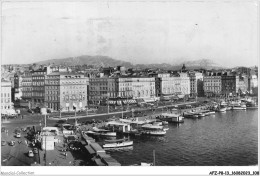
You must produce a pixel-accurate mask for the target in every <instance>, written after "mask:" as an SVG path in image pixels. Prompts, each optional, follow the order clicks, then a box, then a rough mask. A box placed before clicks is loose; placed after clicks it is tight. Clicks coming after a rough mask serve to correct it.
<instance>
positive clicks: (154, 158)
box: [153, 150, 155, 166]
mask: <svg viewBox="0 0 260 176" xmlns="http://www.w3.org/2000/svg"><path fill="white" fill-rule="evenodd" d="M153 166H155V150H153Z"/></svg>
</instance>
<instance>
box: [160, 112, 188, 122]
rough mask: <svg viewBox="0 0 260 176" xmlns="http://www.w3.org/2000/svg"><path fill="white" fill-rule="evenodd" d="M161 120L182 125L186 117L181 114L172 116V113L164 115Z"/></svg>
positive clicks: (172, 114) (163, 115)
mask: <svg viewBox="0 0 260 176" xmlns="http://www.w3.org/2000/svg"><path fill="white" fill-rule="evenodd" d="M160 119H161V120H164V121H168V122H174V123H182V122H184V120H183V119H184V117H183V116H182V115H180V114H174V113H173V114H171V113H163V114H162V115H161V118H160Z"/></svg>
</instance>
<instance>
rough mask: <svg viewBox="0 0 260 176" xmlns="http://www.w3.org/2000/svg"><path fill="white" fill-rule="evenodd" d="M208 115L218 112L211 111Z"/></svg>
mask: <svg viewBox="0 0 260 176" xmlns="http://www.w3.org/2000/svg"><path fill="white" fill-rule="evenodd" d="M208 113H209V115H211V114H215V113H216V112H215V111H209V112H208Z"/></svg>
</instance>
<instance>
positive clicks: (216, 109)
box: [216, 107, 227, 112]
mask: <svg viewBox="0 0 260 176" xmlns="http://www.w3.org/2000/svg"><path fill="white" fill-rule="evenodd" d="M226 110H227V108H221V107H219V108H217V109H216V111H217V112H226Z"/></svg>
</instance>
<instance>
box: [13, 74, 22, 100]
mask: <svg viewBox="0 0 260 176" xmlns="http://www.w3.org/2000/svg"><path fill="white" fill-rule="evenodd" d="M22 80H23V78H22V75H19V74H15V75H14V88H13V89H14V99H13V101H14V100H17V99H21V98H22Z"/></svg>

== == ==

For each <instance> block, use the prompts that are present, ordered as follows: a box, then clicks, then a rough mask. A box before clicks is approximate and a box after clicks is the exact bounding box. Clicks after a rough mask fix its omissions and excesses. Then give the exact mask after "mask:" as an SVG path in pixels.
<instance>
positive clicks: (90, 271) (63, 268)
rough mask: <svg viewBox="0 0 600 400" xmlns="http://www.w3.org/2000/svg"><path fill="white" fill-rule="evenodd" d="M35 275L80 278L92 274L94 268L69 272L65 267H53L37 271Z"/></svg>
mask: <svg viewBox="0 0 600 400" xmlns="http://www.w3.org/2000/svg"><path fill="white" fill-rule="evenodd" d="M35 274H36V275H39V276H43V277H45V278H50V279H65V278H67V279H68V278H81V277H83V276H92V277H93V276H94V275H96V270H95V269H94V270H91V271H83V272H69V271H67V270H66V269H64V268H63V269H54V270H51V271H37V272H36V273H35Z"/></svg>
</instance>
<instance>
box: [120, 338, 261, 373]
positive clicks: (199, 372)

== == ==

» **The problem**: From the listing above, output exactly the run of lines that starts with the line containing "positive clicks: (90, 271) (63, 268)" and ends with the line containing "positive clicks: (199, 372)".

» **Task result**:
positive clicks: (90, 271) (63, 268)
rough mask: <svg viewBox="0 0 600 400" xmlns="http://www.w3.org/2000/svg"><path fill="white" fill-rule="evenodd" d="M35 275L80 278L92 274L94 268L69 272L65 267H53L37 271Z"/></svg>
mask: <svg viewBox="0 0 600 400" xmlns="http://www.w3.org/2000/svg"><path fill="white" fill-rule="evenodd" d="M35 274H36V275H39V276H43V277H45V278H50V279H65V278H67V279H68V278H81V277H83V276H92V277H93V276H94V275H96V270H95V269H94V270H91V271H83V272H69V271H67V270H66V269H64V268H63V269H54V270H51V271H37V272H36V273H35Z"/></svg>
</instance>
<instance>
box: [120, 338, 261, 373]
positive clicks: (199, 372)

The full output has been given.